Task requirements: Retype each of the records below word for word, keeping every line in its original order.
** Begin Provided records **
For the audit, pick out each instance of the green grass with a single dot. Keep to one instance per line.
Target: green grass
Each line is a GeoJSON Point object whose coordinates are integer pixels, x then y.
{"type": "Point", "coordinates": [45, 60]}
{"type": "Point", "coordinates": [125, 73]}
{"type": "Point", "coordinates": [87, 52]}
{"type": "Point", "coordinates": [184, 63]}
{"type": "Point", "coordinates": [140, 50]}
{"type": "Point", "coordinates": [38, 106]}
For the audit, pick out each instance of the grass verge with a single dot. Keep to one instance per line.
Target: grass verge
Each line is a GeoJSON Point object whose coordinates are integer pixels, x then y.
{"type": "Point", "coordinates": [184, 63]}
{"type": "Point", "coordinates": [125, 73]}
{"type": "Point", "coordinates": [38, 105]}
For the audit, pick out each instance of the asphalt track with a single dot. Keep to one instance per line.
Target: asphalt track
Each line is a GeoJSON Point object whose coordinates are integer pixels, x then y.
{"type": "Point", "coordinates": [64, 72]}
** End Provided records **
Worked answer:
For the audit, pick out each instance of the green grass with a single dot. Keep to one instance per line.
Target: green grass
Each line is a GeoJSON Point object whose coordinates are integer pixels, x then y.
{"type": "Point", "coordinates": [45, 60]}
{"type": "Point", "coordinates": [125, 73]}
{"type": "Point", "coordinates": [87, 52]}
{"type": "Point", "coordinates": [184, 63]}
{"type": "Point", "coordinates": [140, 50]}
{"type": "Point", "coordinates": [38, 106]}
For the audit, pick out each instance of the grass verge with a single dot. Keep to one instance per line.
Target: grass verge
Each line is a GeoJSON Point object whose coordinates are integer pixels, x then y.
{"type": "Point", "coordinates": [184, 63]}
{"type": "Point", "coordinates": [125, 73]}
{"type": "Point", "coordinates": [38, 105]}
For the audit, pick out each instance of the asphalt track with a single dot. Keep to one instance per line.
Target: asphalt track
Each line is a GeoJSON Point object whose coordinates are integer pixels, x then y.
{"type": "Point", "coordinates": [64, 72]}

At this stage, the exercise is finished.